The voice that answered the telephone that February afternoon in the New York Times newsroom was cordial. That is, until the conversation turned to the reason for the call: Did the editorial writer have time to talk about a column he wrote in August 2007 about Mexico's "robber barons," a label he had pinned on the country's superrich? Suddenly, there was a chill on his end of the line.
"I'm not going to talk to you about that," said Eduardo Porter, abruptly ending the conversation. His refusal to comment was understandable. The article he had written 18 months earlier suddenly had come back to haunt him and his bosses.
When Porter wrote the opinion piece, he was responding to a seismic shift in the world's financial sector. Fortune magazine had just reported that Mexican business titan Carlos Slim Helú had catapulted over Microsoft founder Bill Gates to claim the title of richest man on the planet. Slim was then worth roughly $60 billion. At the time, the name didn't ring bells for most Americans, but Porter, who grew up in Mexico, knew the consequences of Slim's massive wealth. He responded with blistering criticism of the stranglehold Slim and other billionaires had on Mexico's struggling economy. It wasn't just the "momentous scale of Slim's riches" that appalled him. "There's the issue of theft," Porter wrote. "Mr. Slim's sin, if not technically criminal, is like that of [John D.] Rockefeller, the sin of the monopolist." Porter wrote that Slim was "a shrewd investor..buying up hundreds of Mexican companies and entering wireless markets across Latin America." In his August 27, 2007, piece, he likened the telecom mogul to a Russian oligarch or an Enron executive, hardly flattering comparisons.

::::

▶ Written request 1: Write out the Carlos Slim passage from "The voice that" up to and including "of the line.", switching "telephone" to "phone".
The Carlos Slim passage and the records have nothing to do with each other.

::::

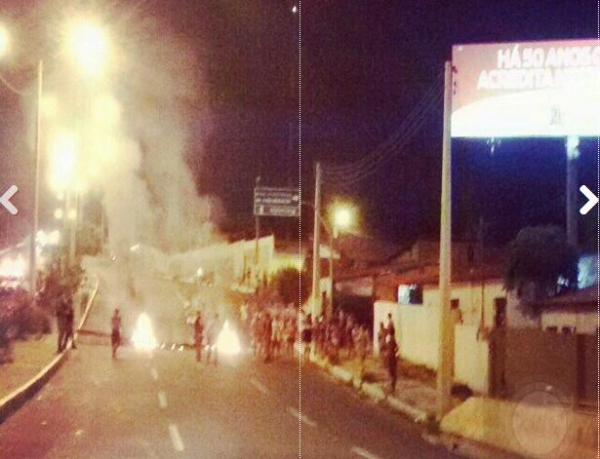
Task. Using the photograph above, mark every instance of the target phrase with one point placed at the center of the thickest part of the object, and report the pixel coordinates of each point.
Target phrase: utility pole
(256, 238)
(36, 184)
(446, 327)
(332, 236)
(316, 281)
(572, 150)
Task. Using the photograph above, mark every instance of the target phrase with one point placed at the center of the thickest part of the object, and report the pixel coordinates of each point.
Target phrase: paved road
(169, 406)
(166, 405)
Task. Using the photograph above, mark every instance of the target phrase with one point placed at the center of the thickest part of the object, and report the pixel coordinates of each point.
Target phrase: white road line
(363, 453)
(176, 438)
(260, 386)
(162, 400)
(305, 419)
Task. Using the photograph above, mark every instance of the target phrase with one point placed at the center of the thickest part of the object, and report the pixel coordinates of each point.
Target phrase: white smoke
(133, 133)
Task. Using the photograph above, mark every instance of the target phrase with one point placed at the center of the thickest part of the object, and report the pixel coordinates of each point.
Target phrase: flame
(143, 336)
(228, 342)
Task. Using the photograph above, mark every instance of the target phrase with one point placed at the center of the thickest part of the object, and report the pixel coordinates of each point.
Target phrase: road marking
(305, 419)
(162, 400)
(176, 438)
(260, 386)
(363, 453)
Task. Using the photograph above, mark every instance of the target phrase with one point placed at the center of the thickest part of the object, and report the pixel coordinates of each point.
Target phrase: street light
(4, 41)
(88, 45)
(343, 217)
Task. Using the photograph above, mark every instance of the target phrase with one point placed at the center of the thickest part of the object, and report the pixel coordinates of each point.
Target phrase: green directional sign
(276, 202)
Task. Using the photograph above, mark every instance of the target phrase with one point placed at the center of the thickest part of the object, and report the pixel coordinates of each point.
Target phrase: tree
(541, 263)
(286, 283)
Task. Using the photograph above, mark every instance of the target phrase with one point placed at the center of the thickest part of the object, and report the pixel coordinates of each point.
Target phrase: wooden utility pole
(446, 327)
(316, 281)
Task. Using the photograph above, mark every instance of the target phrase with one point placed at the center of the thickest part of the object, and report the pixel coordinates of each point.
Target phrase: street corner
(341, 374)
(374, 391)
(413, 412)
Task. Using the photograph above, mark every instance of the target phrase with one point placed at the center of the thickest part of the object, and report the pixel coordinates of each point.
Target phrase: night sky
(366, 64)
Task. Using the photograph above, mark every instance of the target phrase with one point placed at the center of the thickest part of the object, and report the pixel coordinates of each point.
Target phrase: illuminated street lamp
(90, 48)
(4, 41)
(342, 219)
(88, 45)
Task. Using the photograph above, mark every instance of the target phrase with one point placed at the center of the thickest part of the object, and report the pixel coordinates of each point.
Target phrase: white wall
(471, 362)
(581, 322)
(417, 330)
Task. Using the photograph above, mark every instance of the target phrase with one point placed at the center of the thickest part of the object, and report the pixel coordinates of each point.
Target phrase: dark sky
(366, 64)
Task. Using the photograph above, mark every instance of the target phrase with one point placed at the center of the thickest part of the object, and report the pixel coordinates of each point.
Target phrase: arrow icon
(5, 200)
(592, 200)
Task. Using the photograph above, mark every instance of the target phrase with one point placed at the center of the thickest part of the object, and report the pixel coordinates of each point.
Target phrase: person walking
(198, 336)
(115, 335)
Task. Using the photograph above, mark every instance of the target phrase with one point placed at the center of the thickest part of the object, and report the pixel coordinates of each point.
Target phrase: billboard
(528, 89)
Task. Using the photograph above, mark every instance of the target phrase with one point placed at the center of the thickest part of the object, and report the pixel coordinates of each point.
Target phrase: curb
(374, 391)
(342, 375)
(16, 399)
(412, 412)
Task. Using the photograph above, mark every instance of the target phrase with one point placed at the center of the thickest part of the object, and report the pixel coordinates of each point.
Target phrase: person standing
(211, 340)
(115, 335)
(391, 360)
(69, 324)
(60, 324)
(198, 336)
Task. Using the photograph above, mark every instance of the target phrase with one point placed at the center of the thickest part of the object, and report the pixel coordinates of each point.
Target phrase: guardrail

::::

▶ Written request 2: Gather every line of the records that contains the string "road".

▶ Finished answer 1:
The voice that answered the phone that February afternoon in the New York Times newsroom was cordial. That is, until the conversation turned to the reason for the call: Did the editorial writer have time to talk about a column he wrote in August 2007 about Mexico's "robber barons," a label he had pinned on the country's superrich? Suddenly, there was a chill on his end of the line.

▶ Finished answer 2:
Target phrase: paved road
Target phrase: white road line
Target phrase: road marking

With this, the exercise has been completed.